Photo by Alexas_Fotos on Unsplash

Today, I face the emotions head-on, I let them roll over my body like a wave, and eventually, they subside independently. Then, I make sure that I dig deep and get to the root cause of the uncomfortableness. In doing this, I’m slowly healing from all the traumatic events that I buried. I’ve begun to take my therapy more seriously, which has been a tremendous help. I started writing about my addiction, my fight for sobriety, in all of its gory detail; not only could it help a struggling addict, but it may also help shift someone’s perspective on addicts still struggling with the disease. It’s been a long road getting here, but I wouldn’t change a single thing. That road gave me the knowledge and firsthand experience of an epidemic that very few people understand.

 

Editors note: Check out Paige’s compelling & inspirational blog here! beatingtheaddiction.com

1 thought on “Prisoner to Addiction”

[Extracted records]
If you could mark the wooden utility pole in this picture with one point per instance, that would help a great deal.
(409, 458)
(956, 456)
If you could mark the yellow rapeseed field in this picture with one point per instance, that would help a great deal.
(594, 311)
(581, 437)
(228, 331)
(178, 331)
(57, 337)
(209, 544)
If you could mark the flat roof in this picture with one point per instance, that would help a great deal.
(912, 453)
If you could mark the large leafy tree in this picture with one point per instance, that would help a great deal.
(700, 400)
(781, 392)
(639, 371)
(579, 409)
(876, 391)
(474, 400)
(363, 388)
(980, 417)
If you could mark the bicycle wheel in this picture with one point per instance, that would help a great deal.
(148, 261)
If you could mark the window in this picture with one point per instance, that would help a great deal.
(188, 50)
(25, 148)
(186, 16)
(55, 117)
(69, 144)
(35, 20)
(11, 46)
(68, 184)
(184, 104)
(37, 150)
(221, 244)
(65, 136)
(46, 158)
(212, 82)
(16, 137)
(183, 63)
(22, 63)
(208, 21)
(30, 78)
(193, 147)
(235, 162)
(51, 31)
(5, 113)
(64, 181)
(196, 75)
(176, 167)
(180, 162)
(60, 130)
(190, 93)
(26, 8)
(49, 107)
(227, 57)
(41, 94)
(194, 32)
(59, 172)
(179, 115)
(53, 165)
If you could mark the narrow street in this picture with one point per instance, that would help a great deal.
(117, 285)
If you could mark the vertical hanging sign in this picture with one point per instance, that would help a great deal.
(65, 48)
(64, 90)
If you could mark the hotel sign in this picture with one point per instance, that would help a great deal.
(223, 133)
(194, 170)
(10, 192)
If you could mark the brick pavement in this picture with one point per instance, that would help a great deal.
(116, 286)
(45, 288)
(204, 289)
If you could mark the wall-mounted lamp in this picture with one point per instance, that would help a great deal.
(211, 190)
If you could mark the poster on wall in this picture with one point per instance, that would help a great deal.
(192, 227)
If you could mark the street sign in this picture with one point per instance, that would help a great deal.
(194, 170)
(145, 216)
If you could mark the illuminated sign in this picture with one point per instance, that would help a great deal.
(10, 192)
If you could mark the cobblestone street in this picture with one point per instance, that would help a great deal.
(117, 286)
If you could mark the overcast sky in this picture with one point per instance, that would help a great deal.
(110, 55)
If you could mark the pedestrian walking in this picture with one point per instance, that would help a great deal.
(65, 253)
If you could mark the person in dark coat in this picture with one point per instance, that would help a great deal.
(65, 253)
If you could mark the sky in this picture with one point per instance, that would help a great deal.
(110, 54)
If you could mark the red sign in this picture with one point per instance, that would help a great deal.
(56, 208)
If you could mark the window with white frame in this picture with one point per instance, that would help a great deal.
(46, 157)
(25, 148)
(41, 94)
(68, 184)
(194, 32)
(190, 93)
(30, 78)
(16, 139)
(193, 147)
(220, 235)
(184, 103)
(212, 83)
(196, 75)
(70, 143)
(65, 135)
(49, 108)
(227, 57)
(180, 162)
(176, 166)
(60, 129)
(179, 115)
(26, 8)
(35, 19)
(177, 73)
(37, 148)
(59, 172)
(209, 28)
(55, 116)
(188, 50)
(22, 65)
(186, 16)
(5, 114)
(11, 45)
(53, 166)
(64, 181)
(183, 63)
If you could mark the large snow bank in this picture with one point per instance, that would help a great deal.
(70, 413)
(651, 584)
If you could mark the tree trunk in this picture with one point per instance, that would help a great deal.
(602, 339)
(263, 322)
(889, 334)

▸ **EXERCISES TO COMPLETE**:
a: Please rewrite the stretch of the recovery passage from "Today, I face" through "few people understand.", swapping "therapy" for "counseling".
b: In the recovery passage, what has been a tremendous help?
The entries have no role in this.

▸ **ANSWER SET**:
a:
Today, I face the emotions head-on, I let them roll over my body like a wave, and eventually, they subside independently. Then, I make sure that I dig deep and get to the root cause of the uncomfortableness. In doing this, I’m slowly healing from all the traumatic events that I buried. I’ve begun to take my counseling more seriously, which has been a tremendous help. I started writing about my addiction, my fight for sobriety, in all of its gory detail; not only could it help a struggling addict, but it may also help shift someone’s perspective on addicts still struggling with the disease. It’s been a long road getting here, but I wouldn’t change a single thing. That road gave me the knowledge and firsthand experience of an epidemic that very few people understand.

b: Taking therapy more seriously.